GIVEN REQUEST: Locate the line containing "point: window pane" in the material below; repeat it and every line after it, exactly as written.

DATA FOR THE TASK:
+--

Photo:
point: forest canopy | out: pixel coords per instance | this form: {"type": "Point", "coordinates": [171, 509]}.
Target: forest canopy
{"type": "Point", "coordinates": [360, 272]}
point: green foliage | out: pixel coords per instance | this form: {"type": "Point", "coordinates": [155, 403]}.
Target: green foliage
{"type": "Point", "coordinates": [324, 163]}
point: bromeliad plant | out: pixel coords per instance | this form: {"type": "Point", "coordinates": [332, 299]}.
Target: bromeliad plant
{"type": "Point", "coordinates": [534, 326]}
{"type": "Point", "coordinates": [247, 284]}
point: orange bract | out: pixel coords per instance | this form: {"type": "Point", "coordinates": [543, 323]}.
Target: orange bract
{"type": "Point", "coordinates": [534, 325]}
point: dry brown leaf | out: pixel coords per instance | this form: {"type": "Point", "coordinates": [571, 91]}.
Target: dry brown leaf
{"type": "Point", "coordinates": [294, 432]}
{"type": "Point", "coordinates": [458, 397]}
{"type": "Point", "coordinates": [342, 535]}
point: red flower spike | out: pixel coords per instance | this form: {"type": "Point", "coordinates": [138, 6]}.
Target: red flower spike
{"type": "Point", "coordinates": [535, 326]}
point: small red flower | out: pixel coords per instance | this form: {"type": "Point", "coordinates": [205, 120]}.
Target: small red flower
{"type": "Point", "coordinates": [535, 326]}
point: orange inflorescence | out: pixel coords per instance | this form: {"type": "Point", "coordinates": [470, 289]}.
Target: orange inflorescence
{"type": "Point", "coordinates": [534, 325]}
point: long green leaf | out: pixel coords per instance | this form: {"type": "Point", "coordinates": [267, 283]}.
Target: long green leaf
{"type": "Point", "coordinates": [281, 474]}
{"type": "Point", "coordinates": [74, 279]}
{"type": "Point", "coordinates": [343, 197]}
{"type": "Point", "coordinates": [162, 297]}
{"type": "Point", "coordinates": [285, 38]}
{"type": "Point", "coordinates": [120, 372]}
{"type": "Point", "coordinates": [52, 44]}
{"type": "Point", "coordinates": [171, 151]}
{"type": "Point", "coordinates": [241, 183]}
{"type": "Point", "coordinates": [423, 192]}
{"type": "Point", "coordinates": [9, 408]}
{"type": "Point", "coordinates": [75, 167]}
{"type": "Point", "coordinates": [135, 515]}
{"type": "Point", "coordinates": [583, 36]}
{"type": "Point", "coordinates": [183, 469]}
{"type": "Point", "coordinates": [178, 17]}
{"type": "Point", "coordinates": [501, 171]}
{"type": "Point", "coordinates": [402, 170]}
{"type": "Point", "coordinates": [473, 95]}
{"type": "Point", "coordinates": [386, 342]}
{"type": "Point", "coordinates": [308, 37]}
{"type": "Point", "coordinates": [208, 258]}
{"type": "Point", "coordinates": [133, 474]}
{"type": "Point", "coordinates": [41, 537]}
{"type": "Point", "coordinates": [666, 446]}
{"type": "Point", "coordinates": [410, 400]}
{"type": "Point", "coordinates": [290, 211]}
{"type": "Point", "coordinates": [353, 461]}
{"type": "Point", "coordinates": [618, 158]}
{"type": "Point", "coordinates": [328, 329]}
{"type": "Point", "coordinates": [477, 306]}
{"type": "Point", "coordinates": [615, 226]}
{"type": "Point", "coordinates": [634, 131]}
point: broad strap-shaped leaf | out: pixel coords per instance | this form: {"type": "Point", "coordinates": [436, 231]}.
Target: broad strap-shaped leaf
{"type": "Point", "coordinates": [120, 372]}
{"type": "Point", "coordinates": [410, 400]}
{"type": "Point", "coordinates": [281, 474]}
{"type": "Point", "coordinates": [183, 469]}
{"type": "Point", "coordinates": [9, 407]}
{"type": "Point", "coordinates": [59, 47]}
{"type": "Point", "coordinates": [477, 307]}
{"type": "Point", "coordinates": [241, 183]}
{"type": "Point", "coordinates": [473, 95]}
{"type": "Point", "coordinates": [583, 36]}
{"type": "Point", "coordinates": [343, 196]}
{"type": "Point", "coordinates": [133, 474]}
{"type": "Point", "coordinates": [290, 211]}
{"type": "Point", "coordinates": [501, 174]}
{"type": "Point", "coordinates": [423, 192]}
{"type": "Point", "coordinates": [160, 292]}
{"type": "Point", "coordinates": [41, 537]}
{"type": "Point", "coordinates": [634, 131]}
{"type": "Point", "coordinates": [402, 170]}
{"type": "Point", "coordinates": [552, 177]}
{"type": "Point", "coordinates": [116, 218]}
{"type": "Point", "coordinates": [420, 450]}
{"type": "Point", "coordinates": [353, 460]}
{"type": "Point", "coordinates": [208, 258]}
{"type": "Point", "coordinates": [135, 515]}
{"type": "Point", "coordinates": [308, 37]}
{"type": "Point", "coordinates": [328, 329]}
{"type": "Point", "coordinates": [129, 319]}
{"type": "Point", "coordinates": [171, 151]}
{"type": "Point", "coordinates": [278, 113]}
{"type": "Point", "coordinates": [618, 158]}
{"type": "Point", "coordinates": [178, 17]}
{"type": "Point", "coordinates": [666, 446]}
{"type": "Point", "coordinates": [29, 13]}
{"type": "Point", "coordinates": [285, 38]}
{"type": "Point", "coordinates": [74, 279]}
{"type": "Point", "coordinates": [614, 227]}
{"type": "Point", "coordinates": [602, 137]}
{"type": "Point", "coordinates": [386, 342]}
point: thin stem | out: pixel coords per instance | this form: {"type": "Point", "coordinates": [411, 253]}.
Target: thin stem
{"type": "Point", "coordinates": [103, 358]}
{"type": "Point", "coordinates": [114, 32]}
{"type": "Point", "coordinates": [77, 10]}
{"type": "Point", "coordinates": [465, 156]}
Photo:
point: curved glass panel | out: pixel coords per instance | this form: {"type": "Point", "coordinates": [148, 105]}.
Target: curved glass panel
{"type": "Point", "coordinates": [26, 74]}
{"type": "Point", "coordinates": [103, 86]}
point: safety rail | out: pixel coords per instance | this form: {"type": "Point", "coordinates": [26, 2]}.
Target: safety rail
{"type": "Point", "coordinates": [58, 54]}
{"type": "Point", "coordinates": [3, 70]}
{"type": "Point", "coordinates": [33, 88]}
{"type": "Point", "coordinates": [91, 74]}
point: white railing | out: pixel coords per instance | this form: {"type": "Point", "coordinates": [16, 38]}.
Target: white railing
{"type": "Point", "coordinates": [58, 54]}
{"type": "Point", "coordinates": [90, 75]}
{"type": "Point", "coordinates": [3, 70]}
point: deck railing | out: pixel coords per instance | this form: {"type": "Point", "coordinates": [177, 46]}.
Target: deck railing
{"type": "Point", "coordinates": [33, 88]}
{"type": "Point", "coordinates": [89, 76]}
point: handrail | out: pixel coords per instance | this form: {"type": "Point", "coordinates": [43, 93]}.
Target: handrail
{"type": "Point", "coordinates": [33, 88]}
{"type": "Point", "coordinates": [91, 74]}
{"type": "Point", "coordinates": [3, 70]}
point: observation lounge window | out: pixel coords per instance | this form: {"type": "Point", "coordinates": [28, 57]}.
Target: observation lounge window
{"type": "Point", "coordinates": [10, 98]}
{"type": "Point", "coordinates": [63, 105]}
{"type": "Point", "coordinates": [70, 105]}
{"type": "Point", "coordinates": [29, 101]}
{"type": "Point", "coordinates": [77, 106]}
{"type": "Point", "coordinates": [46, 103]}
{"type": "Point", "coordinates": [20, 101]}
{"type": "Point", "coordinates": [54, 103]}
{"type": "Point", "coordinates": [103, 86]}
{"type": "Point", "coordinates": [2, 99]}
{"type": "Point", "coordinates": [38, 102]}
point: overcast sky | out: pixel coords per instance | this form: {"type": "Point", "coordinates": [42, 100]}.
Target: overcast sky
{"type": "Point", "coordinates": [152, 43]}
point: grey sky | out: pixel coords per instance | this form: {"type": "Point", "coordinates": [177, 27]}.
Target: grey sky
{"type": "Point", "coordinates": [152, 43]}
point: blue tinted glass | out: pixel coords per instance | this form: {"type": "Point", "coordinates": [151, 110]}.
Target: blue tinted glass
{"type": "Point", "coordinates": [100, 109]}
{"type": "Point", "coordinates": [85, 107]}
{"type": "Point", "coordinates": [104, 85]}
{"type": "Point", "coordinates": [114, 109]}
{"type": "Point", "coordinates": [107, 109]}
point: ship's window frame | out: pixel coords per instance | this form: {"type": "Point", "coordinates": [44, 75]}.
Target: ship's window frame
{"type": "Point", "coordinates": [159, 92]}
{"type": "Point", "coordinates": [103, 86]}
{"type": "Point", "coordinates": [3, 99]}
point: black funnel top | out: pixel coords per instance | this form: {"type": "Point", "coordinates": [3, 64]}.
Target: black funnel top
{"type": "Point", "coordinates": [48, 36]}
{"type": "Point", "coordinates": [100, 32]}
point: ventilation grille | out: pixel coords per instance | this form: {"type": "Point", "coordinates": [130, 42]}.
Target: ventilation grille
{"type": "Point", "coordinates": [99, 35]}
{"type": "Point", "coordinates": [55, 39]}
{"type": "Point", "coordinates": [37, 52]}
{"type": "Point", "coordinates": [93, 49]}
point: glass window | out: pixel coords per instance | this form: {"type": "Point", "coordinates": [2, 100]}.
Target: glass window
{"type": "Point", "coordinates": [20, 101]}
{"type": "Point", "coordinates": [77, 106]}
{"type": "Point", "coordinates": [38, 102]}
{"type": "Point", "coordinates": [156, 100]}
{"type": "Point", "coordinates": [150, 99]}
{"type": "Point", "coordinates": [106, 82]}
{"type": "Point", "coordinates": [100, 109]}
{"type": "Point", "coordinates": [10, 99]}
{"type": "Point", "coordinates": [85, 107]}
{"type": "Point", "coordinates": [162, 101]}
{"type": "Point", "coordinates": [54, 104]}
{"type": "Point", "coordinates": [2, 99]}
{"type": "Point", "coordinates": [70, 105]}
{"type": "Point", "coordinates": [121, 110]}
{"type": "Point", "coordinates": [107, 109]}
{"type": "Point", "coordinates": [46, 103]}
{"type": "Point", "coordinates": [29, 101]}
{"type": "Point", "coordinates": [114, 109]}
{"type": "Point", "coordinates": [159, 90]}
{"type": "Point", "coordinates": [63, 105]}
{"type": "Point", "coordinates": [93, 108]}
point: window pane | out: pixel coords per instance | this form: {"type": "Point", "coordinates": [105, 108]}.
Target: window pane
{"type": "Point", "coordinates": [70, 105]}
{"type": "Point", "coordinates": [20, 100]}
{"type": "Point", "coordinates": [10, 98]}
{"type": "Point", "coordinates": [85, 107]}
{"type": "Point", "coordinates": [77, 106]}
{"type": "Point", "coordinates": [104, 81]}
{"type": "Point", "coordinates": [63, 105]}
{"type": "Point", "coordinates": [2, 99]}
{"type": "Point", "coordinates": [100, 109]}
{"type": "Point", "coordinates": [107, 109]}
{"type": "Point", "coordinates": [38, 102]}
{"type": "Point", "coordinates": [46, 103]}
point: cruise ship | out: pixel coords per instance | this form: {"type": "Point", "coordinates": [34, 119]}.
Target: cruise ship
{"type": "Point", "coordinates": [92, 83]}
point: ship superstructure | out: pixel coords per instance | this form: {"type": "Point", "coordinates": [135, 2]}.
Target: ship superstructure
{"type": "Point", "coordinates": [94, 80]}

+--

THE OUTPUT:
point: window pane | out: pixel coords per instance | this form: {"type": "Point", "coordinates": [105, 108]}.
Target: window pane
{"type": "Point", "coordinates": [70, 105]}
{"type": "Point", "coordinates": [20, 100]}
{"type": "Point", "coordinates": [10, 98]}
{"type": "Point", "coordinates": [85, 107]}
{"type": "Point", "coordinates": [77, 106]}
{"type": "Point", "coordinates": [104, 81]}
{"type": "Point", "coordinates": [63, 105]}
{"type": "Point", "coordinates": [2, 99]}
{"type": "Point", "coordinates": [100, 109]}
{"type": "Point", "coordinates": [107, 109]}
{"type": "Point", "coordinates": [38, 102]}
{"type": "Point", "coordinates": [46, 103]}
point: cruise ship | out: pixel coords per instance | this form: {"type": "Point", "coordinates": [34, 119]}.
Target: cruise ship
{"type": "Point", "coordinates": [92, 83]}
point: ship superstructure | out: pixel coords per instance | this form: {"type": "Point", "coordinates": [135, 2]}.
Target: ship superstructure
{"type": "Point", "coordinates": [94, 80]}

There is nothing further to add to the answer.